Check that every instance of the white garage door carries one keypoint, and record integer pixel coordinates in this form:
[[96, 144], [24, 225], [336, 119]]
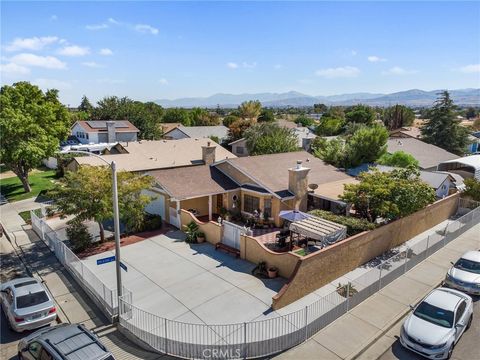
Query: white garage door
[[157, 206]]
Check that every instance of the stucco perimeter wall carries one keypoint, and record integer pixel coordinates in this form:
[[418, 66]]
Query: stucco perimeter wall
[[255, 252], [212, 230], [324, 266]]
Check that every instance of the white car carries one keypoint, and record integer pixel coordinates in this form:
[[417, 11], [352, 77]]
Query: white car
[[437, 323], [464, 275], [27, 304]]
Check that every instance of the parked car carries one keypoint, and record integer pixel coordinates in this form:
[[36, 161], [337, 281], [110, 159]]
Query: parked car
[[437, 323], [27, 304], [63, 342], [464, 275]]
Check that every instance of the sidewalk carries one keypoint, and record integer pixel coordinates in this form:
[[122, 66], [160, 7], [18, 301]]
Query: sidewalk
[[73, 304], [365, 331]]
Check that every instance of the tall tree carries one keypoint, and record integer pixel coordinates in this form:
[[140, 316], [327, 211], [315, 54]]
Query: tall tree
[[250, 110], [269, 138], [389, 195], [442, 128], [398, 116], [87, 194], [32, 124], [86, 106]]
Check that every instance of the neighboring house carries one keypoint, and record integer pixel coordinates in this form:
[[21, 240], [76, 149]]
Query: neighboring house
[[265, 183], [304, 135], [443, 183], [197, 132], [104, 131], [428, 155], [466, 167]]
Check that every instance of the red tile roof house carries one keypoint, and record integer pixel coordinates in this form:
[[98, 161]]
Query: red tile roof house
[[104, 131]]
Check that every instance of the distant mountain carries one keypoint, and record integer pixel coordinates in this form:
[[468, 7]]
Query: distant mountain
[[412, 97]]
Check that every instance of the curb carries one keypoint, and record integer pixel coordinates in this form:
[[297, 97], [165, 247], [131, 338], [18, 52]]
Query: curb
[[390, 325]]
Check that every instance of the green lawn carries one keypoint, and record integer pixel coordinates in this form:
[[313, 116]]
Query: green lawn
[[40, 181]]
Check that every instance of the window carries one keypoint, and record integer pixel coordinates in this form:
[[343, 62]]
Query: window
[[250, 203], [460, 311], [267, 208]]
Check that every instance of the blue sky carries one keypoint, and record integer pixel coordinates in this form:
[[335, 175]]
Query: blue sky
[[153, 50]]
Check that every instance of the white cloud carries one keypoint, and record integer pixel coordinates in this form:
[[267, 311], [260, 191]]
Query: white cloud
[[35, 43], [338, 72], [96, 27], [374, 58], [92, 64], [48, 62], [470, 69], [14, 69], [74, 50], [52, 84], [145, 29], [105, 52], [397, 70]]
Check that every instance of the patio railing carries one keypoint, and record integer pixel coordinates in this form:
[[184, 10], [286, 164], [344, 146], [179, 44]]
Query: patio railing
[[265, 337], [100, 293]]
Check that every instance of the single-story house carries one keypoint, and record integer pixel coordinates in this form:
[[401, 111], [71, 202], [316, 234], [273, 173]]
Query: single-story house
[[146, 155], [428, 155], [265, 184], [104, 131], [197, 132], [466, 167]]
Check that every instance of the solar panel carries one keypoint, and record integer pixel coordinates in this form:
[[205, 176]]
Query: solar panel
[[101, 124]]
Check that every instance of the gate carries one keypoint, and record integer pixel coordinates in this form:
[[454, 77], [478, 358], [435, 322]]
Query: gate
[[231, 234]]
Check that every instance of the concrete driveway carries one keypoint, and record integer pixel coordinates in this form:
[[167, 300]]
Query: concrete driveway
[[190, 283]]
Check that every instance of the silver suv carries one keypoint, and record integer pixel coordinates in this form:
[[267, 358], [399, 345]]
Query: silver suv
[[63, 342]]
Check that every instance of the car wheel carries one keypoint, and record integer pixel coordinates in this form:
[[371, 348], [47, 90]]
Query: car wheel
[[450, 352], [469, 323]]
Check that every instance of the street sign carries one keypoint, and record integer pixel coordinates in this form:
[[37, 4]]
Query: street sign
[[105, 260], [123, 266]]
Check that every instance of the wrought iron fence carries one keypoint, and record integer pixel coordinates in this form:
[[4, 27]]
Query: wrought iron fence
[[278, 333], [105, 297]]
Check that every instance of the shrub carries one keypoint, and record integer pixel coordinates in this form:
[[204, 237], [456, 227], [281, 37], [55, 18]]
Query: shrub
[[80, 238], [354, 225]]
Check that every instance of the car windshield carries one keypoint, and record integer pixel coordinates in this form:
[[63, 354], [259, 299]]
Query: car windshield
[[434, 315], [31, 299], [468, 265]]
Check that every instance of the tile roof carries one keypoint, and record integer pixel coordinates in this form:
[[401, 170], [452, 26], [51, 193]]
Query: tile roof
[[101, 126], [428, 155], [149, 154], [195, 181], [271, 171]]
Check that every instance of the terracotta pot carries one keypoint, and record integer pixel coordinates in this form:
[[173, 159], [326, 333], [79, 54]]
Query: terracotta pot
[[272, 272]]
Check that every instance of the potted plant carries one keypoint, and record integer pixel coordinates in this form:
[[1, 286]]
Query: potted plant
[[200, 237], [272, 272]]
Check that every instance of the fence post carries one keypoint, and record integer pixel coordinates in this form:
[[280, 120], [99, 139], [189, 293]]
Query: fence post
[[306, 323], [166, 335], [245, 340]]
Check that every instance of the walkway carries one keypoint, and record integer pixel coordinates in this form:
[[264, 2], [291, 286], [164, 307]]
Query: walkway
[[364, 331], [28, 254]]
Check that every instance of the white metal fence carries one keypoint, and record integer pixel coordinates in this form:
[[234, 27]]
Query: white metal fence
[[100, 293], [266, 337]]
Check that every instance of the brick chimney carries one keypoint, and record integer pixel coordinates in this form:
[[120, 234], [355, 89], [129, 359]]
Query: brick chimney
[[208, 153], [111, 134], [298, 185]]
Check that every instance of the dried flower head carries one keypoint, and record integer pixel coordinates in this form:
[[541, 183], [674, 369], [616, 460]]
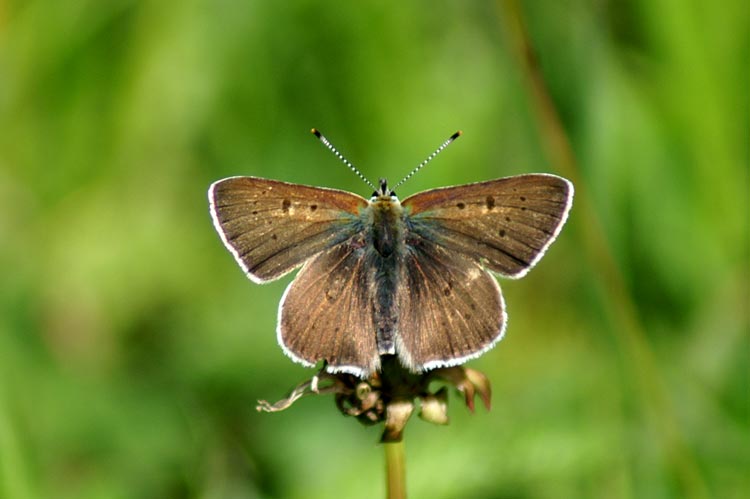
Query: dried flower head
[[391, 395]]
----------
_EXERCISE DESCRIPTION_. Any images must be dropped; all other material is to be printed exactly.

_TASK RESULT_.
Check that every instance of the white garage door carries one keypoint, and record integer pixel coordinates in this form:
[[96, 144], [24, 225], [336, 119]]
Query: white garage door
[[157, 206]]
Check that every instance of the stucco perimeter wall carries one keypoint, and record integer pixel coordinates in this form:
[[418, 66]]
Query: stucco perimeter wall
[[255, 252], [212, 230], [324, 266]]
Check that every instance of the white car carries one keypoint, and record integer pixel coordinates in this form:
[[417, 11], [352, 77]]
Query: white car
[[437, 323], [464, 275], [27, 304]]
Check that every instance of the parked car carries one keypoint, and record integer pixel coordinates in this form:
[[36, 161], [337, 281], [110, 159]]
Query: parked car
[[437, 323], [27, 304], [63, 342], [464, 275]]
Check that every instance of the sidewalk carries one keypoint, and record integer pixel coordinates in this form:
[[122, 66], [160, 7], [18, 301]]
Query: sidewalk
[[73, 304], [365, 331]]
Check that every instance of the tall tree carries one keypoint, and record integer pixel coordinates in this form:
[[140, 316], [327, 211], [315, 54]]
Query: tall tree
[[250, 110], [269, 138], [389, 195], [442, 128], [398, 116], [87, 194], [32, 124], [86, 106]]
Check that every instance of the neighboring house carries one keypoint, and record integer pixel coordinates in this form:
[[21, 240], [76, 149]]
Query: neighboring house
[[265, 183], [304, 135], [443, 183], [197, 132], [104, 131], [428, 155], [466, 167]]
Check that every instance of the red tile roof house carries one keypoint, and record integer pixel coordinates in this form:
[[98, 161]]
Query: red tile roof house
[[104, 131]]
Check that every instance of the distant mountain carries one keypoint, and record integer pixel coordinates in this form:
[[468, 7]]
Query: distant mountain
[[412, 97]]
Check that every instance of the curb carries one keypoint, and record integer pixel coordinates in this form:
[[297, 97], [165, 247], [131, 338], [18, 52]]
Query: curb
[[390, 325]]
Check that every instance of the green lawn carries one keypoint, and record integer pixel coordinates in this form:
[[313, 116]]
Query: green lawn
[[40, 181]]
Check that every instance of the window carries one keypoint, and record integer pixel coordinates in this form:
[[343, 62]]
Query: window
[[250, 203], [460, 311], [267, 208]]
Check that every instance of the blue sky carries one keypoint, and record integer pixel coordinates in this form:
[[335, 175]]
Query: blue sky
[[153, 50]]
Check that every instance of the white cloud carries one keypoint, and record integer pixel coordinates in this form:
[[267, 311], [260, 191]]
Query: white cloud
[[35, 43], [338, 72], [96, 27], [374, 58], [92, 64], [48, 62], [470, 69], [14, 69], [74, 50], [52, 84], [145, 29], [105, 52], [397, 70]]
Check that every instance of the patio railing carries one keypoint, and record integer pixel coordinates in this form:
[[184, 10], [286, 164], [344, 146], [179, 44]]
Query: patio railing
[[265, 337], [100, 293]]
Check that every instance of the single-story house carries one keypoint, and record integer pixel coordinates in this form:
[[401, 111], [71, 202], [316, 234], [273, 173]]
Query: single-story house
[[146, 155], [428, 155], [265, 184], [104, 131], [197, 132], [466, 167]]
Check that every instance of the solar panel carries one keypoint, and record integer pixel coordinates in this form:
[[205, 176]]
Query: solar panel
[[101, 124]]
Check that every instance of the gate carries one keypoint, and record integer pixel coordinates in this form:
[[454, 77], [478, 358], [435, 322]]
Query: gate
[[231, 234]]
Check that every instance of the concrete driveway carries one keypoint, and record integer pixel coordinates in this form:
[[167, 300]]
Query: concrete driveway
[[190, 283]]
Check that every instance of the silver suv carries one keypoint, and record integer pixel coordinates in this form:
[[267, 358], [399, 345]]
Query: silver suv
[[63, 342]]
Check that every instance of the car wheel carries one keypoint, and record integer pixel coordinates in this form:
[[371, 348], [47, 90]]
Query: car wheel
[[450, 352], [469, 323]]
Check that every instance of the street sign carries one keypoint, and record integer pixel coordinates in this form:
[[37, 4]]
Query: street sign
[[105, 260], [123, 266]]
Check that every instance of the wrought iron fence carries one keypoint, and record integer pixel coordinates in this form:
[[4, 27]]
Query: wrought iron fence
[[278, 333], [105, 297]]
Check that every instance of the shrub carries one keypoint, and record integer pixel coordinates in this form:
[[204, 237], [456, 227], [281, 37], [55, 18]]
Query: shrub
[[80, 238], [354, 225]]
Check that every instance of the car windshield carries one keypoint, and record integer pixel coordinates in this form:
[[63, 354], [259, 299]]
Query: car windshield
[[434, 315], [31, 299], [468, 265]]
Check that every instance of the tile roof carries one keypoint, and record integer pixel coordinates in this form:
[[401, 170], [452, 26], [51, 193]]
Query: tile roof
[[101, 126], [428, 155], [149, 154], [195, 181], [271, 171]]
Check that every instance of the terracotta pot carries one keypoint, and record integer pixel coordinates in this form:
[[173, 159], [326, 333], [79, 54]]
Query: terracotta pot
[[272, 272]]
Check that every instance of the potted plant carries one keypoint, and record integer pixel coordinates in this form:
[[1, 286]]
Query: potted plant
[[200, 237], [272, 272]]
Check that every instance of the fence post carries one keypoint, and record integer pixel coordinates in this form:
[[280, 120], [99, 139], [189, 293]]
Query: fence post
[[306, 323], [166, 335], [245, 340]]
Check that every instance of the walkway carries one keypoint, and record integer pixel coordinates in this form:
[[264, 2], [291, 286], [164, 307]]
Query: walkway
[[364, 331], [28, 254]]
Check that every instance of the white metal fence carries one keypoint, and record integer pixel coordinates in this form:
[[234, 27]]
Query: white metal fence
[[100, 293], [266, 337]]
Check that every instance of the brick chimney carries one keypoint, and record integer pixel coordinates in this form:
[[120, 234], [355, 89], [129, 359]]
Query: brick chimney
[[208, 153], [111, 134], [298, 185]]
Check that every instance of the dried flower head carries one keypoint, and record integer pixel coordinates in this form:
[[541, 183], [674, 369], [616, 460]]
Query: dried flower head
[[391, 395]]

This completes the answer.